**Work to be completed**.
Starting with the line that contains "drop a dot on the pig's eye" and going on through the last of the lines, reproduce those lines with "marker" renamed to "point" and everything else unchanged.

════════

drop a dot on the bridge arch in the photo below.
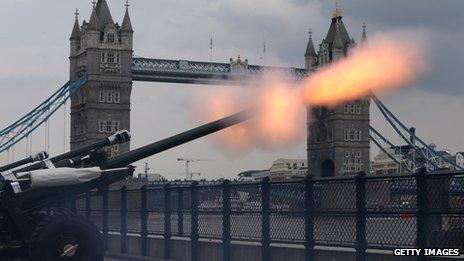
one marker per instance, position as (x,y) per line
(328,168)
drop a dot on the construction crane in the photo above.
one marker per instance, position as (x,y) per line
(189,175)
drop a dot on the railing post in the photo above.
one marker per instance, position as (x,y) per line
(88,205)
(422,209)
(105,214)
(73,205)
(265,220)
(194,221)
(167,221)
(360,182)
(309,218)
(226,220)
(143,222)
(180,211)
(123,214)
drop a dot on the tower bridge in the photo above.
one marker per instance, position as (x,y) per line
(103,69)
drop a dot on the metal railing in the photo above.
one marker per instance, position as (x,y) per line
(377,212)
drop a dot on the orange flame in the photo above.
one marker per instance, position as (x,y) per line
(382,66)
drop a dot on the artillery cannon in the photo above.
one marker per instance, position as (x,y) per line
(33,223)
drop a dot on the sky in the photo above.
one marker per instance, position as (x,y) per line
(34,50)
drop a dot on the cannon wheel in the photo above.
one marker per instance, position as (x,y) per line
(66,236)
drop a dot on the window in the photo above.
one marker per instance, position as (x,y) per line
(109,127)
(116,97)
(347,108)
(115,126)
(109,97)
(102,126)
(110,57)
(352,135)
(110,38)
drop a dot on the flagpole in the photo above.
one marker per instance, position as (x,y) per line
(211,52)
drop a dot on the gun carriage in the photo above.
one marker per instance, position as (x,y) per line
(33,223)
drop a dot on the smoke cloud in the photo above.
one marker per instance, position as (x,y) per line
(380,66)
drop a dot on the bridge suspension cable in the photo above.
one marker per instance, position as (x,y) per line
(27,124)
(433,159)
(386,146)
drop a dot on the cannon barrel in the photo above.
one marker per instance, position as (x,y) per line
(117,138)
(39,156)
(176,140)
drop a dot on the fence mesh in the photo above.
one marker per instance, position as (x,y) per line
(391,211)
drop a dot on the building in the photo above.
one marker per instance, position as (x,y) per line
(280,170)
(102,49)
(151,177)
(460,159)
(338,140)
(288,169)
(253,175)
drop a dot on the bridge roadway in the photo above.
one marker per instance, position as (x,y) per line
(183,71)
(333,230)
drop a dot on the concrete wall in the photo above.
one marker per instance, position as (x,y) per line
(211,250)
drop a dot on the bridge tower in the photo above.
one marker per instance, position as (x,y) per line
(338,138)
(102,49)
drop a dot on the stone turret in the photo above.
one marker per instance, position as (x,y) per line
(338,138)
(364,35)
(102,49)
(338,47)
(310,54)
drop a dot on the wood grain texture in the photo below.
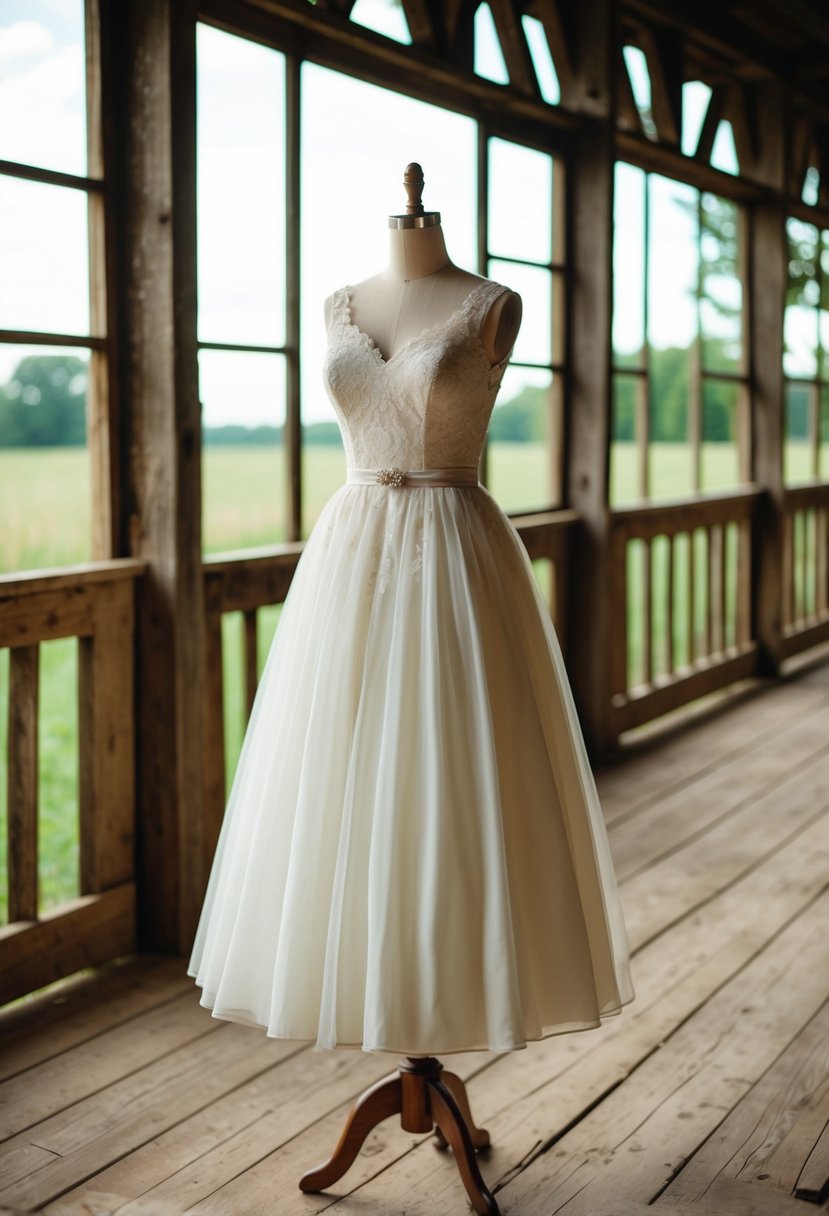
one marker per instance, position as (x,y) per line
(23,782)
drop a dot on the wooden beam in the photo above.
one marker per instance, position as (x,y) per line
(83,933)
(587,421)
(23,781)
(513,45)
(714,116)
(740,111)
(153,48)
(107,743)
(767,264)
(664,49)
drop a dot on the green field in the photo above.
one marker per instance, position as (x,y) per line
(45,522)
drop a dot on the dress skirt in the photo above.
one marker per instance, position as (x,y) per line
(413,856)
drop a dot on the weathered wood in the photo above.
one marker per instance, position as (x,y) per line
(154,46)
(590,390)
(513,45)
(84,1006)
(23,701)
(292,438)
(79,934)
(106,742)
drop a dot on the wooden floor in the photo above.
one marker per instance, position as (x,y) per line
(709,1095)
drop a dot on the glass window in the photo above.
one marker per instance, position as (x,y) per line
(384,17)
(489,56)
(637,69)
(44,258)
(242,415)
(542,60)
(520,202)
(241,191)
(43,84)
(806,353)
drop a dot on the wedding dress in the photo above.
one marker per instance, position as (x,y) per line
(413,856)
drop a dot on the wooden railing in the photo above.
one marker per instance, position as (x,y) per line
(681,596)
(805,568)
(95,604)
(247,581)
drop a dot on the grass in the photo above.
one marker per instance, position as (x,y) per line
(45,513)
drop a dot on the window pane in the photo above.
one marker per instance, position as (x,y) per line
(364,138)
(323,468)
(626,451)
(44,466)
(489,56)
(523,440)
(720,440)
(695,97)
(723,153)
(721,304)
(43,84)
(802,299)
(58,848)
(383,16)
(520,206)
(534,344)
(798,452)
(44,263)
(542,60)
(243,455)
(241,190)
(629,219)
(639,78)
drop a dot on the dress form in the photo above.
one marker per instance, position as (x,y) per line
(421,286)
(418,288)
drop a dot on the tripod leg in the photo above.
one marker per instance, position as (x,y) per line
(450,1120)
(376,1104)
(479,1136)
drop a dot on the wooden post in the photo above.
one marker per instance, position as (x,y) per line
(587,426)
(154,45)
(766,303)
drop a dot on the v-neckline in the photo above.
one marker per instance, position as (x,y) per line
(427,330)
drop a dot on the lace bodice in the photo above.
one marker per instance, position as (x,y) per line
(429,404)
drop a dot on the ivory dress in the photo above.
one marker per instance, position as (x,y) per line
(413,856)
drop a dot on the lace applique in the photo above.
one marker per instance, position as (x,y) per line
(428,405)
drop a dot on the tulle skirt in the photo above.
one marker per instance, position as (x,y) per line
(413,856)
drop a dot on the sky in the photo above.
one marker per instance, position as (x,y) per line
(356,140)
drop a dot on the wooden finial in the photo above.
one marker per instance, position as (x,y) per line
(413,185)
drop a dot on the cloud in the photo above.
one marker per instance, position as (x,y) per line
(23,40)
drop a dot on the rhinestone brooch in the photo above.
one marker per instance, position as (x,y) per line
(395,477)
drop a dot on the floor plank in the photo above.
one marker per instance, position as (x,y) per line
(706,1097)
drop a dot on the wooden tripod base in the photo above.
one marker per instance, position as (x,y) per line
(427,1099)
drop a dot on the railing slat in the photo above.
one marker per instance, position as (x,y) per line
(669,606)
(23,698)
(251,668)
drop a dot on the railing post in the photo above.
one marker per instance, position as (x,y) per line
(766,303)
(587,428)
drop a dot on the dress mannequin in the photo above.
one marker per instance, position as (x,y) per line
(421,286)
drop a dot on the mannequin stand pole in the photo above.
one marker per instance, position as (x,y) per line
(427,1099)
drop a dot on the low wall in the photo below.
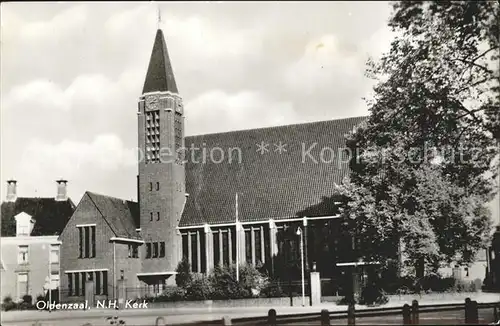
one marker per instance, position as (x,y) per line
(252,302)
(432,298)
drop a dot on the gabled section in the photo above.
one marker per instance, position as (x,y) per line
(160,76)
(122,216)
(49,216)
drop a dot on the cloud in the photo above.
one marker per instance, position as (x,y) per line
(61,26)
(192,34)
(218,111)
(71,158)
(323,64)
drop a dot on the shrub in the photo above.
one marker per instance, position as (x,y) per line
(8,304)
(252,280)
(200,288)
(225,286)
(273,290)
(184,275)
(373,295)
(40,297)
(28,299)
(172,293)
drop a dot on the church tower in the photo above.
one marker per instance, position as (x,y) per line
(161,180)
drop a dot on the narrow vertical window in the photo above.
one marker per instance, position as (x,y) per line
(194,253)
(70,284)
(162,249)
(225,248)
(77,284)
(93,241)
(105,282)
(217,256)
(248,246)
(155,250)
(98,283)
(87,242)
(54,254)
(258,247)
(185,249)
(80,237)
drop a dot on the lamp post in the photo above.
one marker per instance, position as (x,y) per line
(50,279)
(299,233)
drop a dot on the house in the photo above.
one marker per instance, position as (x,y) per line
(29,244)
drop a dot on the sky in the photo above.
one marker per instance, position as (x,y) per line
(72,74)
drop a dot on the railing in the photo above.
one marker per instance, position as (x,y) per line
(410,315)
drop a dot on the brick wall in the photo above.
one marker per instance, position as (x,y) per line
(87,213)
(168,200)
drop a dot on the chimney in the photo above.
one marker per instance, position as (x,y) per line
(61,190)
(11,190)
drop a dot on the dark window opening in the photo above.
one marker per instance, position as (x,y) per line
(162,249)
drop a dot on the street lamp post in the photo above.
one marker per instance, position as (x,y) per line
(299,233)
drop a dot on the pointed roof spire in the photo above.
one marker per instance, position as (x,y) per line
(160,76)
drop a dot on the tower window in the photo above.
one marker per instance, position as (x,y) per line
(152,143)
(162,249)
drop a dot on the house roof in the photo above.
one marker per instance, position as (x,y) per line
(50,216)
(269,184)
(160,75)
(121,215)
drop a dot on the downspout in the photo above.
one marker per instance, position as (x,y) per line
(114,270)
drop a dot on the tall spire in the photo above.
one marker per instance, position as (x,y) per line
(160,76)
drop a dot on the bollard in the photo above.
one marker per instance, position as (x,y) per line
(474,312)
(351,314)
(325,317)
(271,317)
(414,312)
(226,321)
(406,314)
(467,311)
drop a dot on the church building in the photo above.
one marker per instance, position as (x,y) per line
(214,199)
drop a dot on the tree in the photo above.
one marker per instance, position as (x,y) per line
(423,165)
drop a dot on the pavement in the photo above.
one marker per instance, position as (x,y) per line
(97,317)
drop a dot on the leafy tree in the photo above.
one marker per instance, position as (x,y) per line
(423,165)
(183,277)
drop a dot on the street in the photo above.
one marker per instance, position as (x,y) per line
(148,317)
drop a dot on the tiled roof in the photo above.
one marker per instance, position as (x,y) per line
(121,215)
(269,185)
(50,215)
(160,75)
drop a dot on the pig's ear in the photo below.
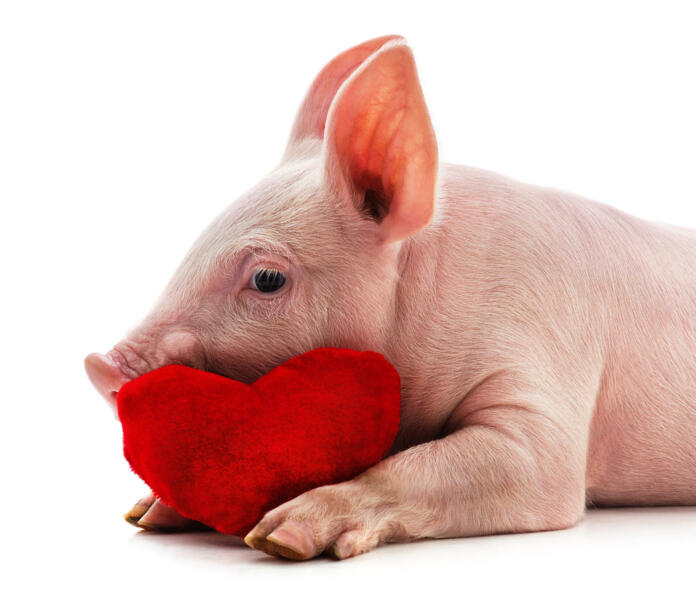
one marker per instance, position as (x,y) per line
(379,144)
(311,118)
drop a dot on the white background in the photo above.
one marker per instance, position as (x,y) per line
(126,126)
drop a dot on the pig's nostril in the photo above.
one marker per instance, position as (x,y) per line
(105,375)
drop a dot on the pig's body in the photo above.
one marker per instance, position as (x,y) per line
(525,276)
(546,343)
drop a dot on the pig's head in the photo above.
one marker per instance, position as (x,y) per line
(311,256)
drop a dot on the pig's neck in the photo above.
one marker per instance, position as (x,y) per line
(434,301)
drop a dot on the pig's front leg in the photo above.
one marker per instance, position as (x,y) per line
(512,463)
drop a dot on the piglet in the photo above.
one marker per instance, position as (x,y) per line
(546,343)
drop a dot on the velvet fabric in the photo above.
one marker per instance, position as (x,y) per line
(223,452)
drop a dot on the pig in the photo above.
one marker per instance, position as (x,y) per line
(546,343)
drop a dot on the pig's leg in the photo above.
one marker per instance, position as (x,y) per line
(153,515)
(512,463)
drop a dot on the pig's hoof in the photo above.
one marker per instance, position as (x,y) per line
(139,509)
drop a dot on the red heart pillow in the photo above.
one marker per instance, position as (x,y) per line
(224,452)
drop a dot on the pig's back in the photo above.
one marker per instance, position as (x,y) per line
(635,286)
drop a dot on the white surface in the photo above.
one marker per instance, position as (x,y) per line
(125,126)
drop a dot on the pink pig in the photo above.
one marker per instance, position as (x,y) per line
(546,343)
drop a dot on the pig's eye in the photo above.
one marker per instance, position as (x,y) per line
(265,280)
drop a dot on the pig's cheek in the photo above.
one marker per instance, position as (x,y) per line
(342,520)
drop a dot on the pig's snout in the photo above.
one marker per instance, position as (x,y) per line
(106,375)
(128,360)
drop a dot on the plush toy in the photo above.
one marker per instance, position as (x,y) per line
(224,452)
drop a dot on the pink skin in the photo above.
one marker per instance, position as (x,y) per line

════════

**Solution to this exercise**.
drop a dot on the pig's eye in the photo above.
one point per instance, position as (x,y) per line
(265,280)
drop a dot on the pig's cheek in the photo above.
one point per instance, position as (x,y) per line
(342,520)
drop a dot on the pig's snout in the photo above.
one point per instance, position as (x,y) per line
(106,375)
(128,360)
drop a dot on the plush toy in the photo above.
one point per instance, position as (x,y) per line
(224,452)
drop a dot on the pink skin in the photo above.
one point per instance, position as (x,y) per line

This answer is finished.